Aufgabenstellung:
Bitte gib aus dem Text über Alexander von Schlippenbach die Passage zwischen „Die Jazzmusiker Peter“ und „Globe Unity Orchestra.“, beide eingeschlossen, wortgetreu wieder.

Lesetext:

Die Jazzmusiker Peter Brötzmann, Ernst-Ludwig Petrowsky, Jost Gebers und Michel Pilz sind allesamt kürzlich verstorben. Wer also die Geschichte des freien Jazz in Deutschland als „Oral History“ fassen will, tut gut daran, sich zu beeilen. Der Filmemacher Tilman Urbach hat den Schuss gehört und den Pianisten und Komponisten Alexander von Schlippenbach (Jahrgang 1938) in Berlin-Moabit besucht. Er begleitete ihn auch auf einer Tour mit seinem Quartett, beobachtete ihn bei Begegnungen mit Weggefährten wie Manfred Schoof und Günter „Baby“ Sommer und dokumentierte 2021 Proben mit dem Globe Unity Orchestra.

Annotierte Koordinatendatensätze
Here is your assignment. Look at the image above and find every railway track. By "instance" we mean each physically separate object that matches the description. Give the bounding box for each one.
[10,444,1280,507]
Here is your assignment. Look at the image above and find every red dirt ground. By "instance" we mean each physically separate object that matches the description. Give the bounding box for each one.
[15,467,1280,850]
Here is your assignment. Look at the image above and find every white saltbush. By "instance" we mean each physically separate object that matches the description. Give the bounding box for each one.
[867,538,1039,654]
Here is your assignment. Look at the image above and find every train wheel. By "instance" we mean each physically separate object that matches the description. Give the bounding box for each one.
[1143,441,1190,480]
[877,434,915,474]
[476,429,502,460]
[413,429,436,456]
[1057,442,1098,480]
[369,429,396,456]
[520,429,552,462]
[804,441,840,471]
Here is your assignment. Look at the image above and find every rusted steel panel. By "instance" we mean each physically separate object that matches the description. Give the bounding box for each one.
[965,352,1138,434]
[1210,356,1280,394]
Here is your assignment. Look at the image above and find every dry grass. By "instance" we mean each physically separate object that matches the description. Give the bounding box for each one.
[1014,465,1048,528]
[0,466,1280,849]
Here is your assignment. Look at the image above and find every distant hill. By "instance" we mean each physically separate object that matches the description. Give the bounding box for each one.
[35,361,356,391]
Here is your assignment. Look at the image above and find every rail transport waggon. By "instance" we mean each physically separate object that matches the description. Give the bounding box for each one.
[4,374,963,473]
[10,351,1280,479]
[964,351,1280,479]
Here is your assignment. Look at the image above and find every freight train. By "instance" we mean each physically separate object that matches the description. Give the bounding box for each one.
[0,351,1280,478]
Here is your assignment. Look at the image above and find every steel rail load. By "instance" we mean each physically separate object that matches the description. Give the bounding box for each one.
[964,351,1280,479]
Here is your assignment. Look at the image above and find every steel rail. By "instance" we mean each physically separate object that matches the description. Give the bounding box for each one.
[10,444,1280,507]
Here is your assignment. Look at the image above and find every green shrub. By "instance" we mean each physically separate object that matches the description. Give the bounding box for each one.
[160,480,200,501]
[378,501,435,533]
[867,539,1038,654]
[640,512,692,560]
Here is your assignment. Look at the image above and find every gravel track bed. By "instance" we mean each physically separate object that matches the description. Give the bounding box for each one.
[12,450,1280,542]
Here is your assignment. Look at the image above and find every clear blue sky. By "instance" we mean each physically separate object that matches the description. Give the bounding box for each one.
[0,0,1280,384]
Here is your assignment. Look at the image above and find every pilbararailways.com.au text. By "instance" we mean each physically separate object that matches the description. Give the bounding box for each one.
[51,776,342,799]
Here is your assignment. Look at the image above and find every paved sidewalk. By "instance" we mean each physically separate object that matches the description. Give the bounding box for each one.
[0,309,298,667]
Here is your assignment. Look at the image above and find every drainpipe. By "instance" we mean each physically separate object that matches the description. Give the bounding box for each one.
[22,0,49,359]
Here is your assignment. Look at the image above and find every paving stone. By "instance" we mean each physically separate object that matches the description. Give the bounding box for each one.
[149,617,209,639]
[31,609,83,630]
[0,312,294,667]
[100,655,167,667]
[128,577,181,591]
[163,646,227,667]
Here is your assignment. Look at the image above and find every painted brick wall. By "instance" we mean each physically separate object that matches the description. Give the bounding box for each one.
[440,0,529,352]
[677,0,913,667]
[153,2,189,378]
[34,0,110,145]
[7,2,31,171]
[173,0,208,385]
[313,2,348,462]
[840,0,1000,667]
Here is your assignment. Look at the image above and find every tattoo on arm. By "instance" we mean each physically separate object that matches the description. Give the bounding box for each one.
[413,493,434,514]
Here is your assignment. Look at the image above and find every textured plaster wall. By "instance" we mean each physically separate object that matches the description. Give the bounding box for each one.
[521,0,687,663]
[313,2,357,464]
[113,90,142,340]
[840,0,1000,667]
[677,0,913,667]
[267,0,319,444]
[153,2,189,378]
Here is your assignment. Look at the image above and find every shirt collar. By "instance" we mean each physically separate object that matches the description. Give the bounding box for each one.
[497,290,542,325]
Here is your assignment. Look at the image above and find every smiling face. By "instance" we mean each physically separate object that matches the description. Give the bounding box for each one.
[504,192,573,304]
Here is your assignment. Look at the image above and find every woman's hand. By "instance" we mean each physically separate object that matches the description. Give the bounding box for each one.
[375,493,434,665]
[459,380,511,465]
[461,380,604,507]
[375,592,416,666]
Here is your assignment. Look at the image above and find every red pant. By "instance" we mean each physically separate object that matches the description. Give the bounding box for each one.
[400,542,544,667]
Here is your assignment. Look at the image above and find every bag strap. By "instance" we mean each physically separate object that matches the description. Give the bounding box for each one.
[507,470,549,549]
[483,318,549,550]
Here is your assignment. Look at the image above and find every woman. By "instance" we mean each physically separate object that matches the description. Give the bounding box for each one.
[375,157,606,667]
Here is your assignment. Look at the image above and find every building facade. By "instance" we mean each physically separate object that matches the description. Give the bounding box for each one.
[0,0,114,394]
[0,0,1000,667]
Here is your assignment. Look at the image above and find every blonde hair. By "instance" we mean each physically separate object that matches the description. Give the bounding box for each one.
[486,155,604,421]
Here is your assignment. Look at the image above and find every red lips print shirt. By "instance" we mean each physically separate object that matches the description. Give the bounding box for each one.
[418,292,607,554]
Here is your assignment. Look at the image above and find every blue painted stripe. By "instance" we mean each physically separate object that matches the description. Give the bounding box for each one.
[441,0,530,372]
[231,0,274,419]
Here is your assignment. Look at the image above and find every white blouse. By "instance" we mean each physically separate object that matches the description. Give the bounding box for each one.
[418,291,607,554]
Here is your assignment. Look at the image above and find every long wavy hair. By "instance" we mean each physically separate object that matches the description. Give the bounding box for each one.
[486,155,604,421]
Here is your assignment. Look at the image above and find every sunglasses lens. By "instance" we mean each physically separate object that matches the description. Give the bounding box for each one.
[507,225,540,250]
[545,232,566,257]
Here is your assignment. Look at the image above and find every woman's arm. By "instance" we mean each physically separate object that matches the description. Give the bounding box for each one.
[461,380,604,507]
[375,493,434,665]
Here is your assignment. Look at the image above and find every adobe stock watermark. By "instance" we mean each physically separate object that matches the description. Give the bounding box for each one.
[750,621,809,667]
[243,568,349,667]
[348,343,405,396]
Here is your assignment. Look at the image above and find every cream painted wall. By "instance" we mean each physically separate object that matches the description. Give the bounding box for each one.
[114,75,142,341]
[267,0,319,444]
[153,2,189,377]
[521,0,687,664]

Antwort:
Die Jazzmusiker Peter Brötzmann, Ernst-Ludwig Petrowsky, Jost Gebers und Michel Pilz sind allesamt kürzlich verstorben. Wer also die Geschichte des freien Jazz in Deutschland als „Oral History“ fassen will, tut gut daran, sich zu beeilen. Der Filmemacher Tilman Urbach hat den Schuss gehört und den Pianisten und Komponisten Alexander von Schlippenbach (Jahrgang 1938) in Berlin-Moabit besucht. Er begleitete ihn auch auf einer Tour mit seinem Quartett, beobachtete ihn bei Begegnungen mit Weggefährten wie Manfred Schoof und Günter „Baby“ Sommer und dokumentierte 2021 Proben mit dem Globe Unity Orchestra.